◆ To do:
Pull out each line below that contains the word "camera". Match case.
-- start Task inputs --
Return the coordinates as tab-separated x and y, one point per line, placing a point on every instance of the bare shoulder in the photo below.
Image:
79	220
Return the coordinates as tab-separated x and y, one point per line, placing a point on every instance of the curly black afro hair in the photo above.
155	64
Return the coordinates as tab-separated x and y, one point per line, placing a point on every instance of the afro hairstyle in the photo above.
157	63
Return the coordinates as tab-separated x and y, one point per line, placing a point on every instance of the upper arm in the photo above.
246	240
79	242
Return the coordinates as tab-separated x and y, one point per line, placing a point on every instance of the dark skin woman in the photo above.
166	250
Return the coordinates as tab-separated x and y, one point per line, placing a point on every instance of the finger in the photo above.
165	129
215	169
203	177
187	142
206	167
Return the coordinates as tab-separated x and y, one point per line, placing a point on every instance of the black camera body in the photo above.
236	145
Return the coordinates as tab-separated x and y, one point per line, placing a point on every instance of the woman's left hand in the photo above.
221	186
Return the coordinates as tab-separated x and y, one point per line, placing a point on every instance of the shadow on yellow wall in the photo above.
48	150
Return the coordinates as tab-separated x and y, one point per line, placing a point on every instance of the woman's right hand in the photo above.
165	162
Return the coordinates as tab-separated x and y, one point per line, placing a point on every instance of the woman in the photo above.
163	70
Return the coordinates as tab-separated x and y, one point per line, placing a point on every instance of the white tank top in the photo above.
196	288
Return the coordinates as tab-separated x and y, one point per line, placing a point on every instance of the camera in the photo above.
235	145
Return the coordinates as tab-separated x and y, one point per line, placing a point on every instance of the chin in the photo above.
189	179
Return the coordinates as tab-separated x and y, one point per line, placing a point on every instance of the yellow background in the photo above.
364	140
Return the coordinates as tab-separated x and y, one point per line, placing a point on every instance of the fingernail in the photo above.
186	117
-- end Task inputs --
-- start Task inputs --
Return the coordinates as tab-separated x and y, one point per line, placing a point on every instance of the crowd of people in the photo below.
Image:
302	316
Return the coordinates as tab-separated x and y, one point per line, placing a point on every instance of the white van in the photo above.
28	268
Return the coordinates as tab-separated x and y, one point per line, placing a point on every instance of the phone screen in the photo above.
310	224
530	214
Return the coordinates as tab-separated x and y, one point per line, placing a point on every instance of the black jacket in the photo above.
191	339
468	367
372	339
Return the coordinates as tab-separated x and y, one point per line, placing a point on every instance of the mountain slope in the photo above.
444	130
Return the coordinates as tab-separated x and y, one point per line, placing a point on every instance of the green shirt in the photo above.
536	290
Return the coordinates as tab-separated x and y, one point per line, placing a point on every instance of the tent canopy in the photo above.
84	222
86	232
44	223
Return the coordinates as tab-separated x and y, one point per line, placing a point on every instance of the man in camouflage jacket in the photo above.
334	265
-- end Task inputs --
-- start Task inputs --
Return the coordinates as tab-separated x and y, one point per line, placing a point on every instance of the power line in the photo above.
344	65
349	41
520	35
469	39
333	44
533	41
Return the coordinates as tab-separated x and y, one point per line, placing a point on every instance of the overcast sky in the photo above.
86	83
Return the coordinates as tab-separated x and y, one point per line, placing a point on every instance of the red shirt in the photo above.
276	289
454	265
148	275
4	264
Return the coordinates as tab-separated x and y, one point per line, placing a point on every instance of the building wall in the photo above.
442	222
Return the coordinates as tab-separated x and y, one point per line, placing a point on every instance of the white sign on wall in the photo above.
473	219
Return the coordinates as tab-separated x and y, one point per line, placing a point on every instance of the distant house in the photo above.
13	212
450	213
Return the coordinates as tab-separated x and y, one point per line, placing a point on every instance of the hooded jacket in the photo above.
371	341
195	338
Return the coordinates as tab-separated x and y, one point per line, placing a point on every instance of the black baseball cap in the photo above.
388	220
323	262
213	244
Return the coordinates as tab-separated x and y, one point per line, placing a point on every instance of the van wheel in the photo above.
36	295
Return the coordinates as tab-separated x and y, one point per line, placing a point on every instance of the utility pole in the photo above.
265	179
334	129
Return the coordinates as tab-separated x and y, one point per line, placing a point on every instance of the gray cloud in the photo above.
-- end Task inputs --
◆ Answer for the task:
Return the coordinates as tab-separated x and y, one point per line, placing a point on every instance of the black camera body in the photo above.
Return the coordinates as tab-separated x and y, one point per line, placing a point on every instance of the camera in the photo above.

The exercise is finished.